╭─ SOURCE PASSAGE
We randomly included samples with no specific selection or exclusion criteria other than, when possible, obtaining several samples per subject as implicated (Fig. 1 and Table 1). Sterile swabs were used to collect the nasopharyngeal samples. Nasopharyngeal samples specimens were analyzed for SARS-CoV-2 presence at the Clinical Microbiology Lab at the Sheba Medical Center in Israel, between April and May 2020. Nasopharyngeal samples were collected into UTM (Copan) using sterile swabs and lysed with Universal LB lysis buffer (Seegene). Nucleic acids were extracted using StarMag universal cartridge kit (Seegene) on a Microlab Starlet (Hamilton) extraction robot, and RT-PCR of E, RdRp and N genes of the SARS CoV-2 virus was done using Allplex 2019 nCoV assay (Seegene) according to manufacturer's protocol. Nucleic acid extracts from samples were used in parallel also for broad-range high throughput 16S rRNA amplicon sequencing (16S-seq). Negative controls including swab blanks (sterile swabs), extraction blanks (reagents), and PCR controls were also included in the sampling and analyses. 55 unique specimens for 33 individuals passed processing, quality control, and filtering, and were included in this study.
╰─
╭─ DATA SHOWN
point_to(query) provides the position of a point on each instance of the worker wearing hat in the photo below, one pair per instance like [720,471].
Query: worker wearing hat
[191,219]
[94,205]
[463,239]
╰─
In the methods passage on nasopharyngeal sampling above, what was done in parallel with the nucleic acid extracts besides the SARS-CoV-2 RT-PCR?

> **ANSWER SPACE**: They were used for broad-range high throughput 16S rRNA amplicon sequencing (16S-seq).